» TASK DETAILS
Return, unchanged and in full, the part of the records below that runs from their first line through the line containing "positive clicks: (757, 824) (594, 822)".

» INPUT
------------

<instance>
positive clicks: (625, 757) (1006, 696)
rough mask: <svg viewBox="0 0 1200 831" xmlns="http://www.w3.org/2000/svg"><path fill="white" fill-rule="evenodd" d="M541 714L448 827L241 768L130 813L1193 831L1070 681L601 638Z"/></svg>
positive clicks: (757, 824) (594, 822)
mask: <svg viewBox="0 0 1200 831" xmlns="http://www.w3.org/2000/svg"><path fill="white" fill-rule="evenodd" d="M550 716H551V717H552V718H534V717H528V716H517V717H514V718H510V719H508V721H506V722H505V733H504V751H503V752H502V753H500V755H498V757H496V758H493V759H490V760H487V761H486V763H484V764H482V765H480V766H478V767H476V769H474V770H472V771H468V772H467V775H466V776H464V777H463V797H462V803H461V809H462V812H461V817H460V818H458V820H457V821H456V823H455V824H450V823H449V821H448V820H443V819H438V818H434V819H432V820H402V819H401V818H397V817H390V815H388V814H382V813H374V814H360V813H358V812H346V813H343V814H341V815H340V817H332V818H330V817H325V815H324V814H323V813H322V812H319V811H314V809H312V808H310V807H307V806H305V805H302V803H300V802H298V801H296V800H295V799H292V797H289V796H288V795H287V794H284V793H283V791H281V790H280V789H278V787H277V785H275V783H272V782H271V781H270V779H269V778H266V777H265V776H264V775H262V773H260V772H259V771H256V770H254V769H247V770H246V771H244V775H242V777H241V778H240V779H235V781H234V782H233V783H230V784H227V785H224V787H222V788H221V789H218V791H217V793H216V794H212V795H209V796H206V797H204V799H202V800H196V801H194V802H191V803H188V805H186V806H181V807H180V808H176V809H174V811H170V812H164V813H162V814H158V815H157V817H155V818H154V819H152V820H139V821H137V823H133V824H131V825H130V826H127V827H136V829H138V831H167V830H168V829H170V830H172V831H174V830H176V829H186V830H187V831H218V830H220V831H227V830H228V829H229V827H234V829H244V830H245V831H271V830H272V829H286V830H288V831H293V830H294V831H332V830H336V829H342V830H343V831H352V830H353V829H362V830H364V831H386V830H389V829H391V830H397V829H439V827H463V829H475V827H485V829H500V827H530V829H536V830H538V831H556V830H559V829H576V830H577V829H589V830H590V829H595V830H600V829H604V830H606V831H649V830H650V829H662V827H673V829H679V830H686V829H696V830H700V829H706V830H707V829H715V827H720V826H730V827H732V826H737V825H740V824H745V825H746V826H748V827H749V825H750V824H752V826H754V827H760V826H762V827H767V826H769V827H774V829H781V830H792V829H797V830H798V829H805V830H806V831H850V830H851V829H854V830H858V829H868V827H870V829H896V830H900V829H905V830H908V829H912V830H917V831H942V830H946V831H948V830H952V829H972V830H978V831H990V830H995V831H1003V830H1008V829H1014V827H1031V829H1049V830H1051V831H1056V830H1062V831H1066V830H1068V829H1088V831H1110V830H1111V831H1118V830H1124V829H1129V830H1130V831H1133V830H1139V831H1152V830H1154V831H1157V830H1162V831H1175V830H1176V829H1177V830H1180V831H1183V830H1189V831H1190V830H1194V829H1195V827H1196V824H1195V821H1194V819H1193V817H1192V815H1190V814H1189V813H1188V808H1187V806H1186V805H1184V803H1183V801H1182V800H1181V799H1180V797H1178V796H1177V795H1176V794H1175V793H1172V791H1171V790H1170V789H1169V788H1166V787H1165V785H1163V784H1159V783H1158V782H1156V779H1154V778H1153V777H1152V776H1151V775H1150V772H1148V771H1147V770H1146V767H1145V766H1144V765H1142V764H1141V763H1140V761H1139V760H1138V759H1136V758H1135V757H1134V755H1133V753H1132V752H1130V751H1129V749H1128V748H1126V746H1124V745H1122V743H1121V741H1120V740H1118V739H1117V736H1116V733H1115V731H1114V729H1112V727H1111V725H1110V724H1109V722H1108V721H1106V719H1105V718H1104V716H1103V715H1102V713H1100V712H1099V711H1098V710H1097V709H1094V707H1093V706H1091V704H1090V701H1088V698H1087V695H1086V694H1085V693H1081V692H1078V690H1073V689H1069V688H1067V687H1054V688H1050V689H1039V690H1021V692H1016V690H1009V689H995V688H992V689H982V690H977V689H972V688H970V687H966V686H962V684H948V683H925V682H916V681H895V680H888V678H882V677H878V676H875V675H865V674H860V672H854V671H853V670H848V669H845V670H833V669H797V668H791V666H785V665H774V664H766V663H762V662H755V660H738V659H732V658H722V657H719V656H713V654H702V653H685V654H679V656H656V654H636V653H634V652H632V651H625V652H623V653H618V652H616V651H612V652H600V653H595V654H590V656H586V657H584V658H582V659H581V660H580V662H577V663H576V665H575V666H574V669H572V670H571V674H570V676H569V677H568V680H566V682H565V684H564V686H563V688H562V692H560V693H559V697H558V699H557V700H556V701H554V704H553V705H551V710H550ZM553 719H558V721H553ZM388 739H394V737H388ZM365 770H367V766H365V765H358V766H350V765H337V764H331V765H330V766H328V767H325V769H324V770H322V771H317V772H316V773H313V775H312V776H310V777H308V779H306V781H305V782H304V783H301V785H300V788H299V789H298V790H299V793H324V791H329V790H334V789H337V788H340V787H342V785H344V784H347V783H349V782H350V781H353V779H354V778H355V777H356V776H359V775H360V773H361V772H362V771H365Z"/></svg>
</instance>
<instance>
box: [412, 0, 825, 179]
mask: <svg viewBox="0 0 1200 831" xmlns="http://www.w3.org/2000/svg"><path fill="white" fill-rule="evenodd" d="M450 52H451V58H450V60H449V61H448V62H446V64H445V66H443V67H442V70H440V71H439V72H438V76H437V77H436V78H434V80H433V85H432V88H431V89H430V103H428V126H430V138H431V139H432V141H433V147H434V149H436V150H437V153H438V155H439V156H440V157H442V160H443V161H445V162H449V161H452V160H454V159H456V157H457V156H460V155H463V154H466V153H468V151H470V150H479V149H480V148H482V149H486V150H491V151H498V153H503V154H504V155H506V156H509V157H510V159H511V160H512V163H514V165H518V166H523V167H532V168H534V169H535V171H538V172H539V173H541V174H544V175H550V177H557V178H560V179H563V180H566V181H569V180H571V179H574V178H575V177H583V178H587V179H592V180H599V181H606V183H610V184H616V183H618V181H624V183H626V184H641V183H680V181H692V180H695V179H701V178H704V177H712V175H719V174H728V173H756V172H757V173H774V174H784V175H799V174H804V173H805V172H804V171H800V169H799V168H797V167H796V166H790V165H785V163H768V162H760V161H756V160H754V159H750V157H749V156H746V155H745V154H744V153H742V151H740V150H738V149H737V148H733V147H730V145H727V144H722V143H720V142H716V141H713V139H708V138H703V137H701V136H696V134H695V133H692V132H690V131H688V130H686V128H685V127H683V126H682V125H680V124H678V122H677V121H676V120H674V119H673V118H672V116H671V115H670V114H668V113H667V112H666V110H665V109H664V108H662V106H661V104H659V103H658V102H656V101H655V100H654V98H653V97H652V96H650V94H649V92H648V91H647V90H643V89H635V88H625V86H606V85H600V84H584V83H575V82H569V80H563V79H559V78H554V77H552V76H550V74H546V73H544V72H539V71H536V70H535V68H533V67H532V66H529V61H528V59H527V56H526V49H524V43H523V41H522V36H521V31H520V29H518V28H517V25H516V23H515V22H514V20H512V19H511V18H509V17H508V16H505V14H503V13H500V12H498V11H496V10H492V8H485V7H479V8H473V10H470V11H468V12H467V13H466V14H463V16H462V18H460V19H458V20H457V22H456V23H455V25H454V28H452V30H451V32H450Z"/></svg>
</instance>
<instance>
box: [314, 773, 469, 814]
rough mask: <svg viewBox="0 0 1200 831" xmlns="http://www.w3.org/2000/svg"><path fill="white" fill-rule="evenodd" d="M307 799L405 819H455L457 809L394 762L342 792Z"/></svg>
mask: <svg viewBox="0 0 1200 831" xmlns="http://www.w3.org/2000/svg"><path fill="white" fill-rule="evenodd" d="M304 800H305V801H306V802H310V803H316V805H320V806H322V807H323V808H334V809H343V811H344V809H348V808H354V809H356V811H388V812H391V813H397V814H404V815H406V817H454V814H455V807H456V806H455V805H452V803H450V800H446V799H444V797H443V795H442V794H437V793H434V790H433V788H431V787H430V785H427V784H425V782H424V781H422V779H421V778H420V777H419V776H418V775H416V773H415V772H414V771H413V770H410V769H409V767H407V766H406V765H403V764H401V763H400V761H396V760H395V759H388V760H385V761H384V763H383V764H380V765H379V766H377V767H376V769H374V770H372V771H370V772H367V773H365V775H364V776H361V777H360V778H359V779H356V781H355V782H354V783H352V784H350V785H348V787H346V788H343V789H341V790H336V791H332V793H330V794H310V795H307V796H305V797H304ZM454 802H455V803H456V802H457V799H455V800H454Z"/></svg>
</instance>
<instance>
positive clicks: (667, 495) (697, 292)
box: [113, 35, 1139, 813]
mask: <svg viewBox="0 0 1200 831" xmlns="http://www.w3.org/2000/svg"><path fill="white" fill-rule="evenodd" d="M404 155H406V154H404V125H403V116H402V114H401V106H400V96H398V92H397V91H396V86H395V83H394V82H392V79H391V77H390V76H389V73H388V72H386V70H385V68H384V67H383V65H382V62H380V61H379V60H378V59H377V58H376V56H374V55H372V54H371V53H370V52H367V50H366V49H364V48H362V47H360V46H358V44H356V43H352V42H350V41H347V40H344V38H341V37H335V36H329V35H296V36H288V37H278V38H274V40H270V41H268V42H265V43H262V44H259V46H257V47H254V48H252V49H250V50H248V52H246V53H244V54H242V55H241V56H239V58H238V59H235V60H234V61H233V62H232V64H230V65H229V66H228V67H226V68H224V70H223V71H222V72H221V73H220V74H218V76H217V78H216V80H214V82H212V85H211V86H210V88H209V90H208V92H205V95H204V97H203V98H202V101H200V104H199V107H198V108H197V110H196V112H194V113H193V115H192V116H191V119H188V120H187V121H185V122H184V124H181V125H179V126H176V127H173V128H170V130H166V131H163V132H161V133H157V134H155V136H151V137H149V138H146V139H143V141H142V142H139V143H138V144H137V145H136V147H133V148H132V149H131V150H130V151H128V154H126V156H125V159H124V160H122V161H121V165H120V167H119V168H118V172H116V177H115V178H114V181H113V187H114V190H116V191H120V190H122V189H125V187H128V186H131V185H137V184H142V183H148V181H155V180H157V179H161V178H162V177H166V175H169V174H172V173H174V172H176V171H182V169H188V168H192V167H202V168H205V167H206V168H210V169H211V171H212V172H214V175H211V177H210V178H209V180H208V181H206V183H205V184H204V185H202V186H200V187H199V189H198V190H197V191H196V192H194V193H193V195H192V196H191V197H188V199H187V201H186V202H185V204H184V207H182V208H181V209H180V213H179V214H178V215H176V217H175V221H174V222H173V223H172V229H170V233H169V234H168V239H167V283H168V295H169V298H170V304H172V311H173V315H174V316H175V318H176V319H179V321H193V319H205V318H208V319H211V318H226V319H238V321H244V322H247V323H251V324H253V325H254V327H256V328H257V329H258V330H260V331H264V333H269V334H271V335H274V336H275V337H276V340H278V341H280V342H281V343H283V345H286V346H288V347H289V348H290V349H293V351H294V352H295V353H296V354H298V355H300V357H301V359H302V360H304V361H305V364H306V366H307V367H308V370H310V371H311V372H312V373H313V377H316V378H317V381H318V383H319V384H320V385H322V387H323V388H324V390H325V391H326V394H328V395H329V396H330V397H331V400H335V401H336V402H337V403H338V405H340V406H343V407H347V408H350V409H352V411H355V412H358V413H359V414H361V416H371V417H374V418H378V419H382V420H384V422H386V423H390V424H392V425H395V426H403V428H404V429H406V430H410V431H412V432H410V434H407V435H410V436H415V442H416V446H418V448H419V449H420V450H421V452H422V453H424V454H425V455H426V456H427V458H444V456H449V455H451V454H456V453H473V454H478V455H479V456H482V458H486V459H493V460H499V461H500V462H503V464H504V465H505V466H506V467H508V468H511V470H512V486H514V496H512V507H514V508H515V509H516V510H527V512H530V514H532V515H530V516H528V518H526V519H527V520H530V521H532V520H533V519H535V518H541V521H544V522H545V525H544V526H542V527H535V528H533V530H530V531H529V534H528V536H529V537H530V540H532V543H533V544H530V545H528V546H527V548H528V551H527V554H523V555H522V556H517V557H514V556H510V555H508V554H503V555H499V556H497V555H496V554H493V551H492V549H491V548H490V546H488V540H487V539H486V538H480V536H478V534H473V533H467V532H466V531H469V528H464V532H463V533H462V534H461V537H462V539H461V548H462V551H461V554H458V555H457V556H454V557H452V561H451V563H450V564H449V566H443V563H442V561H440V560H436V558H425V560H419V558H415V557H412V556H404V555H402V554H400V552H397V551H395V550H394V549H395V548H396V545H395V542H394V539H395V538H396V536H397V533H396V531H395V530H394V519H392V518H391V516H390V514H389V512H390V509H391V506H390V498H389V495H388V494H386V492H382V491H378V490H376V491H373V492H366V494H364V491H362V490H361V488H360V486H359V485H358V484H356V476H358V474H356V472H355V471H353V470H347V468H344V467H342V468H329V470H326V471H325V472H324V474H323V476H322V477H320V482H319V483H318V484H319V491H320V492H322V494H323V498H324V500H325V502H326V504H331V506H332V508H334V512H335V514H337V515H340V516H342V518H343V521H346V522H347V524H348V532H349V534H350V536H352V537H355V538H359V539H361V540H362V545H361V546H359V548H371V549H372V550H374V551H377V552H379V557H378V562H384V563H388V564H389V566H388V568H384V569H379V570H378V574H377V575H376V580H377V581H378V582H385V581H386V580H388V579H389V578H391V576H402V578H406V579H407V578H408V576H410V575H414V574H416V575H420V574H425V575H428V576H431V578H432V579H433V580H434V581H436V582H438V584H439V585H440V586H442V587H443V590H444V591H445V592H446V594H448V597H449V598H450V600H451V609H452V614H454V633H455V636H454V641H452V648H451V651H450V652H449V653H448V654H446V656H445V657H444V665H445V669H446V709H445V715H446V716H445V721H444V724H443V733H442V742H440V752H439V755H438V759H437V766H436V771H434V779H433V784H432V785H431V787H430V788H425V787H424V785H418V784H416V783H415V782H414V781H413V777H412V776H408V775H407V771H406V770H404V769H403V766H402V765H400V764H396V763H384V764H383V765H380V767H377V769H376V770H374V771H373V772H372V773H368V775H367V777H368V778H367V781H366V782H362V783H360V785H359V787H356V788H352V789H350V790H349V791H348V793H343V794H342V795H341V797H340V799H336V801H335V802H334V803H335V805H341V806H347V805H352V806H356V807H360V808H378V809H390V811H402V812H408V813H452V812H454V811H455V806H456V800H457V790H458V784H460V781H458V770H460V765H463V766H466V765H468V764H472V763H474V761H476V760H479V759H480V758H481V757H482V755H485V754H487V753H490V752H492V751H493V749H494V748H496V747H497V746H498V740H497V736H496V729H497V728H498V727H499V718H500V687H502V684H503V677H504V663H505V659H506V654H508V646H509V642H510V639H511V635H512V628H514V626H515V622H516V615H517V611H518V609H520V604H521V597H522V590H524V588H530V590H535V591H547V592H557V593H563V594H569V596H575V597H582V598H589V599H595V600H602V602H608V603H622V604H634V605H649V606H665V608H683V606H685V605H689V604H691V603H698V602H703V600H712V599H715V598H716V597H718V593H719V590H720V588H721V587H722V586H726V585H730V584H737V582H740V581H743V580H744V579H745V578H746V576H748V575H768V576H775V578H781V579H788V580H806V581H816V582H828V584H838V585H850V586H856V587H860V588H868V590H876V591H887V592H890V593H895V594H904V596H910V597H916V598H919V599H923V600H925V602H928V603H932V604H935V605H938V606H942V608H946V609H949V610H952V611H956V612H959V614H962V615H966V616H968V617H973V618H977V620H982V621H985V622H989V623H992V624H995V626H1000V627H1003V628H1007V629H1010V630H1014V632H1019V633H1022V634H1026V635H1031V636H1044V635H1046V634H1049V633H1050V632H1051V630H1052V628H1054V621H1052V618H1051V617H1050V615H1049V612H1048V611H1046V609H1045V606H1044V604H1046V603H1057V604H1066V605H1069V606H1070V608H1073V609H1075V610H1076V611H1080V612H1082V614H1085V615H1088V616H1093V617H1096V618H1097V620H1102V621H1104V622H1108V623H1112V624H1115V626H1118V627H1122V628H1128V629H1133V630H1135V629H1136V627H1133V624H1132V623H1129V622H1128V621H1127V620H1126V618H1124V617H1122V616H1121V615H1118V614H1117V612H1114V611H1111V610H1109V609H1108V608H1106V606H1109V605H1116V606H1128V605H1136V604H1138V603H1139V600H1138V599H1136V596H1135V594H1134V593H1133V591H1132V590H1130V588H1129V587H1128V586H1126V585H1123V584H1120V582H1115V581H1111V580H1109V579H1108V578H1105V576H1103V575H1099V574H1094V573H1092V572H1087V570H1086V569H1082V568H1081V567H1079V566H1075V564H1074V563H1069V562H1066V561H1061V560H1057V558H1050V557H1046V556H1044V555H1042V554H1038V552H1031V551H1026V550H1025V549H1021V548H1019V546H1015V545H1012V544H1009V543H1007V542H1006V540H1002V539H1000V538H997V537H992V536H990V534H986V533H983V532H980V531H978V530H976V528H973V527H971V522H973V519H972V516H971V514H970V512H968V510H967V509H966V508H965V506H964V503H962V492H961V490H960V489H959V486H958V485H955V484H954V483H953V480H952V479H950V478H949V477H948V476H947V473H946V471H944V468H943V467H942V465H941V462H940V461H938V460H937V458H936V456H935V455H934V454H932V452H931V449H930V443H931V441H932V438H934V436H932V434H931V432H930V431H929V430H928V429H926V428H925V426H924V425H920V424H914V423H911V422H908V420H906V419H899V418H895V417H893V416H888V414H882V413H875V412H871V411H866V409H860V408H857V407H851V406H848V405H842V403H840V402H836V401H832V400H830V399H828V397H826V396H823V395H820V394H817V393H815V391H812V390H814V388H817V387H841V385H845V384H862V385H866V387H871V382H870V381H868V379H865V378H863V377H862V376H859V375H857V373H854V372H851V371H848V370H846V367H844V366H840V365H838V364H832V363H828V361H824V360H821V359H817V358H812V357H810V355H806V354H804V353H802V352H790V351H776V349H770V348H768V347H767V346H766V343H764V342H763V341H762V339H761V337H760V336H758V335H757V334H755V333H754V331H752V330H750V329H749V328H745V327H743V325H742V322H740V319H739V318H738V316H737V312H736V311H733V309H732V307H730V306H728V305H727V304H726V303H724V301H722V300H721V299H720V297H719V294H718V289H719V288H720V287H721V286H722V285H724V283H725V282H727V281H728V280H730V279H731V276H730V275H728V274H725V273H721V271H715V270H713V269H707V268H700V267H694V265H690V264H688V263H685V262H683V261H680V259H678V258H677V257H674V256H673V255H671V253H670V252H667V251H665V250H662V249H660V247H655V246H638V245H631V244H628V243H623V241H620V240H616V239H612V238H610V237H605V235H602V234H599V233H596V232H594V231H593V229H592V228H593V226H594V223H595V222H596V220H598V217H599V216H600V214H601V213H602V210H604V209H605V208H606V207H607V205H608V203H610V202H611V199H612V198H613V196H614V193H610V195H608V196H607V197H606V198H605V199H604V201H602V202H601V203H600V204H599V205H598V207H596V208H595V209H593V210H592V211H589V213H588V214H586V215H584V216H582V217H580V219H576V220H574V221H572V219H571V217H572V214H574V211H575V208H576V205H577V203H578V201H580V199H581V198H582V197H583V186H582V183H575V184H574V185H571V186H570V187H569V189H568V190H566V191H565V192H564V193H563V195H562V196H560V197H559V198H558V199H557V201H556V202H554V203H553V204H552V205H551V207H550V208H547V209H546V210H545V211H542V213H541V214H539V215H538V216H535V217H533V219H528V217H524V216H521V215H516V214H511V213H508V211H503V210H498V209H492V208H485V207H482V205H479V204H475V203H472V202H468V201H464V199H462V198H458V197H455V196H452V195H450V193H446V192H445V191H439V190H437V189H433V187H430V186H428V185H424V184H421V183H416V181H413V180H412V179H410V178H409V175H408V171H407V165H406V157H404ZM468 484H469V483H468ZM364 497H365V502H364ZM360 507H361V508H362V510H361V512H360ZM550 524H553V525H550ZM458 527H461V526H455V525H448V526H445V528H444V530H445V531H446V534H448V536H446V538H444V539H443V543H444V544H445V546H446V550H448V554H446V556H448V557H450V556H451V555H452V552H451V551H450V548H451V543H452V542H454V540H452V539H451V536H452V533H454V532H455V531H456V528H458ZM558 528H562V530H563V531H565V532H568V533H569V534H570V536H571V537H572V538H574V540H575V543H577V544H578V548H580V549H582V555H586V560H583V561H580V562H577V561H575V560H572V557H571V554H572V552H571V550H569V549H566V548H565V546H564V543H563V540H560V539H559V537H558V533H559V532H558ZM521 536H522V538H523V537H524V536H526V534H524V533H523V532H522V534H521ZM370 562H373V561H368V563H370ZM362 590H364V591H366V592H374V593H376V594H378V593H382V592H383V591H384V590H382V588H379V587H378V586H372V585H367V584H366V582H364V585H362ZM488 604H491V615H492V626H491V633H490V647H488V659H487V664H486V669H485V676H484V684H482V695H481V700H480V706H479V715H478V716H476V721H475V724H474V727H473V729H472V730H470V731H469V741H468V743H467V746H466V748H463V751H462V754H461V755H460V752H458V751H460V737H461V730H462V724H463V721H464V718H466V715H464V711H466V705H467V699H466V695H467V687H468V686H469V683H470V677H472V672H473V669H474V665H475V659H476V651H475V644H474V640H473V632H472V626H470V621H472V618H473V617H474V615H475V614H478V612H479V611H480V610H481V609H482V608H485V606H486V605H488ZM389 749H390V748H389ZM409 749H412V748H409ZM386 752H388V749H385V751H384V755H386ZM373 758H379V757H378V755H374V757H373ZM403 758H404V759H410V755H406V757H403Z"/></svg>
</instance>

------------

» SOLUTION TO THIS TASK
<instance>
positive clicks: (625, 757) (1006, 696)
rough mask: <svg viewBox="0 0 1200 831" xmlns="http://www.w3.org/2000/svg"><path fill="white" fill-rule="evenodd" d="M541 714L448 827L241 768L130 813L1193 831L1070 681L601 638Z"/></svg>
positive clicks: (757, 824) (594, 822)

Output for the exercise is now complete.